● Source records
◆ ◆ ◆ ◆ ◆ ◆ ◆
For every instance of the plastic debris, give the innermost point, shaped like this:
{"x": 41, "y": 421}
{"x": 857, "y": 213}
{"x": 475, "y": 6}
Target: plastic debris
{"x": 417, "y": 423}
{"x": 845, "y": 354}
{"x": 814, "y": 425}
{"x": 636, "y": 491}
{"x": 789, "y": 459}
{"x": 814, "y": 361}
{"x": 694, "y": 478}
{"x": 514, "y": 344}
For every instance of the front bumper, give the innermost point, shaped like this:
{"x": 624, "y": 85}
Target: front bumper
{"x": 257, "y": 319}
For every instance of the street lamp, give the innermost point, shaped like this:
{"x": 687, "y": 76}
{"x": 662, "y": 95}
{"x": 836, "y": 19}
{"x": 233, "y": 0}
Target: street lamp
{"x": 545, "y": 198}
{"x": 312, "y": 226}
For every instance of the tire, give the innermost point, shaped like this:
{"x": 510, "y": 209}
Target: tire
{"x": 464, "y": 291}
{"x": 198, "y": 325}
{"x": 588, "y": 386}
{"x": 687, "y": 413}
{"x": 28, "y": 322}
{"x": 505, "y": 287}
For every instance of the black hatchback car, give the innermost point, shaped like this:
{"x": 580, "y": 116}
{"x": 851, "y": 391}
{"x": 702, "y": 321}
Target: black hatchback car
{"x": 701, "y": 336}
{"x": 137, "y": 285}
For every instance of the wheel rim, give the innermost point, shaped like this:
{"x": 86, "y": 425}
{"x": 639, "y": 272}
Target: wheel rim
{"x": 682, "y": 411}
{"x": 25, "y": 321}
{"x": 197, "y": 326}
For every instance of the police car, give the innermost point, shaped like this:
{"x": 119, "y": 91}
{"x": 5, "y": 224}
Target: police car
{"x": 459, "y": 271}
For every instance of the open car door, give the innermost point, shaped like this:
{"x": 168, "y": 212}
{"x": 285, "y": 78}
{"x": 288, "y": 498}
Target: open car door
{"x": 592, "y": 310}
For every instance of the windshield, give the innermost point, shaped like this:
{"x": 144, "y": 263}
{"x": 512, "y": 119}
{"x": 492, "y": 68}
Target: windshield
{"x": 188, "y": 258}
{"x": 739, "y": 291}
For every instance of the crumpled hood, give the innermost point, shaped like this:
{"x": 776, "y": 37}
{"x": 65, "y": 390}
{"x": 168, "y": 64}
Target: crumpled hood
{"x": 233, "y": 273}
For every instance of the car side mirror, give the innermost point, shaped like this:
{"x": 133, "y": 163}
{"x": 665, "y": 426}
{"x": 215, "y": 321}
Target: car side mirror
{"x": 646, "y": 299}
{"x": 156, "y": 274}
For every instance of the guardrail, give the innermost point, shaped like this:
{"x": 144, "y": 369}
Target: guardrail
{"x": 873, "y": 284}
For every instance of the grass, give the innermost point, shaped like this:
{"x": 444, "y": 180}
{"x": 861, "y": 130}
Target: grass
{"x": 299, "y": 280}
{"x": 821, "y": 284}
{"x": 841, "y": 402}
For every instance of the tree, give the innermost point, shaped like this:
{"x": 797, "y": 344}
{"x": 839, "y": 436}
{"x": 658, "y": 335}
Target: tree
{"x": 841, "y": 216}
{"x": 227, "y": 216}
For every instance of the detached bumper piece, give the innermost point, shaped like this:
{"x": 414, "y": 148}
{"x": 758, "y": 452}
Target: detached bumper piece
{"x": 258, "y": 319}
◆ ◆ ◆ ◆ ◆ ◆ ◆
● Action item
Each record must be transcribed exactly, with nothing left out.

● Response to this exercise
For every instance of the plastic debris, give the innermost point, shaped like this:
{"x": 41, "y": 421}
{"x": 857, "y": 213}
{"x": 475, "y": 6}
Target: plastic debris
{"x": 417, "y": 423}
{"x": 845, "y": 354}
{"x": 814, "y": 425}
{"x": 636, "y": 491}
{"x": 789, "y": 459}
{"x": 814, "y": 361}
{"x": 694, "y": 478}
{"x": 514, "y": 344}
For every instance of the front bumper, give the innermost point, shaped like this:
{"x": 624, "y": 85}
Target: front bumper
{"x": 257, "y": 319}
For every instance of the street lamp, give the innermost point, shaped like this:
{"x": 687, "y": 76}
{"x": 662, "y": 95}
{"x": 836, "y": 19}
{"x": 233, "y": 0}
Target: street lamp
{"x": 545, "y": 198}
{"x": 312, "y": 226}
For every instance of the tire, give the innermost point, shaped like this:
{"x": 510, "y": 209}
Target: tire
{"x": 464, "y": 291}
{"x": 198, "y": 325}
{"x": 588, "y": 386}
{"x": 687, "y": 413}
{"x": 28, "y": 322}
{"x": 505, "y": 287}
For every instance of the black hatchback car, give the innermost point, shaped like this:
{"x": 580, "y": 116}
{"x": 851, "y": 391}
{"x": 702, "y": 321}
Target: black hatchback car
{"x": 701, "y": 336}
{"x": 137, "y": 285}
For every instance of the wheel rim, give the innermost point, shaped like this:
{"x": 86, "y": 425}
{"x": 639, "y": 272}
Target: wheel rim
{"x": 682, "y": 411}
{"x": 25, "y": 321}
{"x": 197, "y": 326}
For every instance of the police car, give the innermost point, shaped like this:
{"x": 119, "y": 91}
{"x": 5, "y": 224}
Target: police car
{"x": 459, "y": 271}
For every instance of the open car door, give the innermost point, shaped like this:
{"x": 168, "y": 212}
{"x": 285, "y": 78}
{"x": 288, "y": 498}
Target: open car door
{"x": 592, "y": 310}
For every instance of the windshield, give the innermost point, shaped like this:
{"x": 144, "y": 263}
{"x": 512, "y": 119}
{"x": 492, "y": 68}
Target: windshield
{"x": 188, "y": 258}
{"x": 739, "y": 291}
For every instance of the crumpled hood, give the innermost point, shaped like this:
{"x": 776, "y": 37}
{"x": 65, "y": 390}
{"x": 168, "y": 64}
Target: crumpled hood
{"x": 233, "y": 273}
For every instance of the car side mirror, give the innermost point, shaped like this:
{"x": 133, "y": 163}
{"x": 665, "y": 426}
{"x": 215, "y": 321}
Target: car side mirror
{"x": 646, "y": 299}
{"x": 156, "y": 274}
For every instance of the guardrail, give the innermost point, shaped like this:
{"x": 144, "y": 369}
Target: guardrail
{"x": 873, "y": 284}
For every instance of the grass, give the innermost point, shaped like this:
{"x": 444, "y": 180}
{"x": 861, "y": 130}
Target: grass
{"x": 299, "y": 280}
{"x": 821, "y": 284}
{"x": 841, "y": 402}
For every instance of the tree, give the innermost point, shaped like this:
{"x": 797, "y": 344}
{"x": 839, "y": 436}
{"x": 658, "y": 335}
Target: tree
{"x": 841, "y": 216}
{"x": 227, "y": 216}
For every instance of the detached bumper piece, give the innermost point, shaped like this:
{"x": 414, "y": 148}
{"x": 758, "y": 452}
Target: detached bumper piece
{"x": 258, "y": 319}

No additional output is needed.